(Beginning of STUDY TEXT)

Dynamic proteomic changes in soft wheat seeds during accelerated ageing

Wheat seeds and artificial ageing treatment

The ‘Yangmai 15’ soft cultivars used in this study were purchased from the Henan Academy of Agricultural Science. The original germination rate (Gr) was 97.0% (designated as YM97), and the average seed moisture content was 12.19%. A 400 g sample of seeds with a similar size and weight was stored in a 5 L plastic bottle at 45 ± 1 °C and 50% relative humidity in a constant temperature- and humidity-controlled cabinet (Binder KMF720; Binder, Tuttingen, Germany) according to our previous research (Lv et al., 2016). Measurement of CO₂ from wheat respiration and calculation of Gr were performed as previously described (Dong et al., 2015; Zhang et al., 2014). Gr and the CO₂ concentration were determined regularly and seed samples with three lots of biological replicates were collected for further proteomic analysis when Gr was 97%, 45%, 28% and 6% (designated as YM97, YM45, YM28 and YM6, respectively).

Protein extraction, SDS-PAGE analysis, trypsin digestion, TMT labelling and high-pressure liquid chromatography (HPLC) fractionation

Protein extraction, trypsin digestion and HPLC fractionation were performed as reported previously (Lv et al., 2016). Extracted proteins were boiled in loading buffer (100 mM Tris-HCl buffer (pH 8.0) containing 2% SDS, 5% glycerol, and 1% β-mercaptoethanol) for 5 min. They were centrifuged at 12,000× g for 5 min, and supernatants were subjected to 12% SDS-PAGE in a vertical slab gel apparatus (LIUYI, Beijing China). After trypsin digestion, peptides were desalted using a Strata X C18 SPE column (Phenomenex, Torrance, CA, USA) and vacuum-dried. Peptides were reconstituted in 0.5 M triethylammonium bicarbonate and processed according to the manufacturer’s protocol for the TMT kit (Thermo Fisher Scientific, Waltham, MA, USA). Briefly, one unit of TMT reagent was thawed and reconstituted in acetonitrile, and peptides from YM97, YM45, YM28, and YM6 (labelled with 126, 127, 130, and 131, respectively) were then incubated with TMT reagent for 2 h at room temperature and pooled, desalted and dried by vacuum centrifugation. Labeled samples combined for further analysis.

(End of STUDY TEXT)

* **PROBLEM TO SOLVE**
List every component of the loading buffer in the wheat seed ageing text, along with the concentration given for each. You can ignore the rows after the text.

(Beginning of INFORMATION)

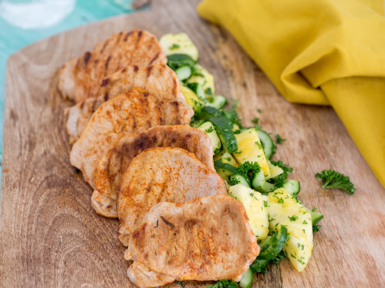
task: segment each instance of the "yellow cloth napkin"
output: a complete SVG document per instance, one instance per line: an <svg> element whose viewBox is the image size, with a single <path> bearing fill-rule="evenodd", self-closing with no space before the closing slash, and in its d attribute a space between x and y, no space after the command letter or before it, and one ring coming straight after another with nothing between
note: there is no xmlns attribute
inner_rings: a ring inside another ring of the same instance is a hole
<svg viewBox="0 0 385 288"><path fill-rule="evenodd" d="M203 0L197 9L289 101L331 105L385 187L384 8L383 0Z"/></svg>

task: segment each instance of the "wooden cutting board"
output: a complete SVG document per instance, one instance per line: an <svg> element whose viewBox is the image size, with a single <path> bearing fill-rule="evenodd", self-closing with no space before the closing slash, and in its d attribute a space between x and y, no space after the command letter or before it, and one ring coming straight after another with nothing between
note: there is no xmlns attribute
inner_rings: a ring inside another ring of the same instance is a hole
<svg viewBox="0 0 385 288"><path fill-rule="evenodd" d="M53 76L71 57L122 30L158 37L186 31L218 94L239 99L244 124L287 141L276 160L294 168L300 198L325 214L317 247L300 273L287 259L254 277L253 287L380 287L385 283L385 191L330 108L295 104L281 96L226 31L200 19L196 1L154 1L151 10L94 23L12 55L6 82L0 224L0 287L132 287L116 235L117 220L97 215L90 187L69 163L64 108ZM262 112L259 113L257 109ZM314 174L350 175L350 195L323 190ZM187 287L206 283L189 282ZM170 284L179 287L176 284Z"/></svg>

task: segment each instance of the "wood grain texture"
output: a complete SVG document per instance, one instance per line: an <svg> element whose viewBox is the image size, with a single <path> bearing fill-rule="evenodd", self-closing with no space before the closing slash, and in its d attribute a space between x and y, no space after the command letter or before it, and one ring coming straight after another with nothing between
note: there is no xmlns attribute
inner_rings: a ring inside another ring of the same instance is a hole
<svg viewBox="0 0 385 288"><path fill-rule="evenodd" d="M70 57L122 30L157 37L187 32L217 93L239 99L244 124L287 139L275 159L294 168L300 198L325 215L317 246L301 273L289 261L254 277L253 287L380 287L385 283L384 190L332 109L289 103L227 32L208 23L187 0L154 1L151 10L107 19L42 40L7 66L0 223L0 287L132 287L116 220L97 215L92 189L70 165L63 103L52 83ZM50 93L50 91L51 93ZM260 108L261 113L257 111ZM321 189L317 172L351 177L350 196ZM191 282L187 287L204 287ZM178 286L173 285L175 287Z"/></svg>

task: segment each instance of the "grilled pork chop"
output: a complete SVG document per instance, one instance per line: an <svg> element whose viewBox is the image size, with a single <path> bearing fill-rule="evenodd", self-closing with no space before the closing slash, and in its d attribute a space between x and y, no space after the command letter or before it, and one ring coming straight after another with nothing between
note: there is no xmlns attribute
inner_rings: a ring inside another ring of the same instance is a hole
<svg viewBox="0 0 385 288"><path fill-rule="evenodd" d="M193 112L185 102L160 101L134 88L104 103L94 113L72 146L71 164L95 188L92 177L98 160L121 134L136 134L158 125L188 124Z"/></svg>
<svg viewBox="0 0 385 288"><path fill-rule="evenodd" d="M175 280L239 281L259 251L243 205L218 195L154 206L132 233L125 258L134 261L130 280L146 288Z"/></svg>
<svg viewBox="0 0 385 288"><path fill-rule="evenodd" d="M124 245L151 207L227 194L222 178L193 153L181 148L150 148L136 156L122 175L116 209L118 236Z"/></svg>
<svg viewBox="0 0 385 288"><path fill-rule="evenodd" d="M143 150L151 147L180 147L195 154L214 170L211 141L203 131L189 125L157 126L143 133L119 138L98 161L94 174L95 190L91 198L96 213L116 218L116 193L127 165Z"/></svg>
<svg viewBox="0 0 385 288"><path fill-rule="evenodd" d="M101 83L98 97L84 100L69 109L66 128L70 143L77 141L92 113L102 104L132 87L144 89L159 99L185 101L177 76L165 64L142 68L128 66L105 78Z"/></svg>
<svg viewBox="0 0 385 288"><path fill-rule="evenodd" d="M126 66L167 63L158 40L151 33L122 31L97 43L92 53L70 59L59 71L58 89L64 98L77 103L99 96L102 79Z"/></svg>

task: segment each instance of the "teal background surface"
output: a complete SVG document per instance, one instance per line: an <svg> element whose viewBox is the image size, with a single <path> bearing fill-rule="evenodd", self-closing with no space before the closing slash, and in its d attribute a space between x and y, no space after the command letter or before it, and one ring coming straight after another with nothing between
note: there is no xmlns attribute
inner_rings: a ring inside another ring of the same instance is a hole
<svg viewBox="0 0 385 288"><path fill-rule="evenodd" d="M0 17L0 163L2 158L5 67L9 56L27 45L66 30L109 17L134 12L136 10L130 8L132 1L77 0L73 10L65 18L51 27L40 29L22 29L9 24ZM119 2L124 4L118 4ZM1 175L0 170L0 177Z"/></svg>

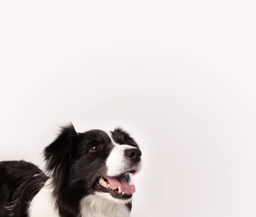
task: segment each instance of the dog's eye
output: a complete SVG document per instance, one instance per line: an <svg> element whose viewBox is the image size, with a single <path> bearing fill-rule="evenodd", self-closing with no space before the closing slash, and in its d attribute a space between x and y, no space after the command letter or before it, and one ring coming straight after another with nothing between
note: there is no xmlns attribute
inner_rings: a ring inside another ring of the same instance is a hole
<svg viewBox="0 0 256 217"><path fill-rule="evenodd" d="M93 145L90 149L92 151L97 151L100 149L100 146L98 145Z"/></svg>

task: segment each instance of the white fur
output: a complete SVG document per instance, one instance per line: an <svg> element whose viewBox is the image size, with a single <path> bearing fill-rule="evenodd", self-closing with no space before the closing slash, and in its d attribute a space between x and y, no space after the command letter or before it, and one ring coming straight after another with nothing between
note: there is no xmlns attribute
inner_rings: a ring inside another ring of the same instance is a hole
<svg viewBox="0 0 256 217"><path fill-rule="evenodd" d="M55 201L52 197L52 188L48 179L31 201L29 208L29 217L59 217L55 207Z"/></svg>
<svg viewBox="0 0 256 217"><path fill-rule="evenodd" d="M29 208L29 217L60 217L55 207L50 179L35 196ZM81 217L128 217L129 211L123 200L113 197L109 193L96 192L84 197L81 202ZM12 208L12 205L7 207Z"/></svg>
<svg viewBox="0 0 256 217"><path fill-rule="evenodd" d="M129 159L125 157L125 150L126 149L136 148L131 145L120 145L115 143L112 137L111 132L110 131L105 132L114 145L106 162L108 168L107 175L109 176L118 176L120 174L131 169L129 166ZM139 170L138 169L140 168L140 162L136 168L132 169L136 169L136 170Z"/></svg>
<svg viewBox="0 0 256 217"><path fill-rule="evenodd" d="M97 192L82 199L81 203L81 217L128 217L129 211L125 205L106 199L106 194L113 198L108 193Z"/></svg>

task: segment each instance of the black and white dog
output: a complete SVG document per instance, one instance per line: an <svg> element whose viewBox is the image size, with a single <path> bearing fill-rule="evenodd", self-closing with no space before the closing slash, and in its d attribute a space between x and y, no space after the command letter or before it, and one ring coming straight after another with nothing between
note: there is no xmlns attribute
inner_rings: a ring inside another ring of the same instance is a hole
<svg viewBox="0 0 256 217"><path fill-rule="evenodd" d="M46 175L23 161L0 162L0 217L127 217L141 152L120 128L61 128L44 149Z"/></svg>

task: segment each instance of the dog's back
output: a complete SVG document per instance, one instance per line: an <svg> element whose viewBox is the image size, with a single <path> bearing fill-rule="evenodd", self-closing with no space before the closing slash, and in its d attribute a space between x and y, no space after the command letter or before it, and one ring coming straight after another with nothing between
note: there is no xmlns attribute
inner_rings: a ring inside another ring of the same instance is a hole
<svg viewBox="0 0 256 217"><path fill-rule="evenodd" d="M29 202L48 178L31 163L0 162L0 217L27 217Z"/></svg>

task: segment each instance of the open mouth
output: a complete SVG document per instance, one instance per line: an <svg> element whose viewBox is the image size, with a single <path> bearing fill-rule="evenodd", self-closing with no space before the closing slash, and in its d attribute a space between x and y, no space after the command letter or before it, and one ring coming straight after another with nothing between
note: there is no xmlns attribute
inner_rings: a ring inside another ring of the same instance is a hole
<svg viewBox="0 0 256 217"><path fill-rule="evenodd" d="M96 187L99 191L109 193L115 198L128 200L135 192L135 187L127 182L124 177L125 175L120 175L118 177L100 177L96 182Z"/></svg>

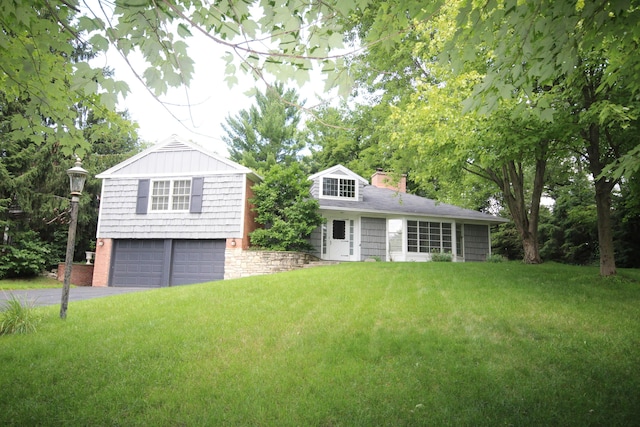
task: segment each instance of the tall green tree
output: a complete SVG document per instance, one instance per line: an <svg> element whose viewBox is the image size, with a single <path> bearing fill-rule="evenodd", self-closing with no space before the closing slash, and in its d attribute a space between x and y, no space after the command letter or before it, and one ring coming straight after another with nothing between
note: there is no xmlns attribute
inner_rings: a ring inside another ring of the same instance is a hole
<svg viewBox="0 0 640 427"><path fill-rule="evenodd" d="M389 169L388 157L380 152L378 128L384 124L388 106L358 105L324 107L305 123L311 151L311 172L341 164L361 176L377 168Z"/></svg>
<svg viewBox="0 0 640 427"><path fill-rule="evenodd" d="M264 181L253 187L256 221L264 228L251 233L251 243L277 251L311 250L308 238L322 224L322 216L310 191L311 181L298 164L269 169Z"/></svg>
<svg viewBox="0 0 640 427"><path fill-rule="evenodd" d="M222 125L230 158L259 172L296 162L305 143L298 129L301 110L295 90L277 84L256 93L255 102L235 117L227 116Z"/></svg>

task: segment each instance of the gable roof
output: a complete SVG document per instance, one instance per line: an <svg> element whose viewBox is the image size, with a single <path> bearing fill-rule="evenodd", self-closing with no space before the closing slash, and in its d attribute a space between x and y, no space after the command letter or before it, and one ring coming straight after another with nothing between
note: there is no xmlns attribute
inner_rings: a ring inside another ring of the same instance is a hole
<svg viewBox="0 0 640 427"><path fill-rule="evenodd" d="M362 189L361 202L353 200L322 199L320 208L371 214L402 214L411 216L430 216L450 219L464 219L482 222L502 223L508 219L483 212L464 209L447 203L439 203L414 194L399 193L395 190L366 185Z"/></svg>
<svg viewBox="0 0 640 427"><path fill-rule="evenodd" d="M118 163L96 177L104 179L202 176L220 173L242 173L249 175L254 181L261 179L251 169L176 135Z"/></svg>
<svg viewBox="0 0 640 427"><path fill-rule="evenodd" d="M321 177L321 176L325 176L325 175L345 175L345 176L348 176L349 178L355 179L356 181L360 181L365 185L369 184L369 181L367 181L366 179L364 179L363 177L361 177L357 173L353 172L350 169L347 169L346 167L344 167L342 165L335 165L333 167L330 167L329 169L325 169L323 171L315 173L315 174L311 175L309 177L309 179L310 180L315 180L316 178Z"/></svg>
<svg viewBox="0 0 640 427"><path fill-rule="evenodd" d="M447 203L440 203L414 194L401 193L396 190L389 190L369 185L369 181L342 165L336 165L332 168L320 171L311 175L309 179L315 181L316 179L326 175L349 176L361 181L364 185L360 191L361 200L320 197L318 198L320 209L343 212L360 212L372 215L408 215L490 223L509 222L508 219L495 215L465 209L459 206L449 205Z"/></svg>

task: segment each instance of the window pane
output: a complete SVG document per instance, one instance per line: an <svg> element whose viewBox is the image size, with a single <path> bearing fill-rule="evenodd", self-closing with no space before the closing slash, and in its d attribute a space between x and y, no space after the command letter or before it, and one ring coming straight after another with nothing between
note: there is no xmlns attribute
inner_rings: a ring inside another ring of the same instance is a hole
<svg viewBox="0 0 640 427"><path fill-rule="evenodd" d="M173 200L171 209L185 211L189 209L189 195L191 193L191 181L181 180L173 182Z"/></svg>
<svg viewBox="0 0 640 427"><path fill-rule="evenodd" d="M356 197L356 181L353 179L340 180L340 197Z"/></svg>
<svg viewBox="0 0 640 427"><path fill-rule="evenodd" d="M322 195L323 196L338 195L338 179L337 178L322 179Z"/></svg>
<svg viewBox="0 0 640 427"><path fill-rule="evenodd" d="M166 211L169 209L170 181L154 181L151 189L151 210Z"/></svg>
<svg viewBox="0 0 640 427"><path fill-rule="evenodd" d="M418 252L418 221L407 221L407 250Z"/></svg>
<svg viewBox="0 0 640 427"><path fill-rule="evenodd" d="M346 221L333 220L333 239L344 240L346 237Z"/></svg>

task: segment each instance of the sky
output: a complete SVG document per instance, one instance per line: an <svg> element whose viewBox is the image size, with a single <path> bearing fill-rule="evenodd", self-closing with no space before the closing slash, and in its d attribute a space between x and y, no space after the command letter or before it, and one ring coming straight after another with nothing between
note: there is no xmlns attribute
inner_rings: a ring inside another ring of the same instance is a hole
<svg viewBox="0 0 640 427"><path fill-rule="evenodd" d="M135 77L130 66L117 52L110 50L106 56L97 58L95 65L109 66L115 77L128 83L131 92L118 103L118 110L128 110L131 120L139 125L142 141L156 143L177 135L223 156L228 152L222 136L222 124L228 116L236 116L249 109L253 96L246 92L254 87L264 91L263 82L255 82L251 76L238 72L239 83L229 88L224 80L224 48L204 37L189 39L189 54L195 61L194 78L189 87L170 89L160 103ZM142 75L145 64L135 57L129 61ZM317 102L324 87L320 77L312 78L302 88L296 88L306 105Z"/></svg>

(End of INFORMATION)

* **EXERCISE RESPONSE**
- Tris-HCl buffer (pH 8.0): 100 mM
- SDS: 2%
- Glycerol: 5%
- β-mercaptoethanol: 1%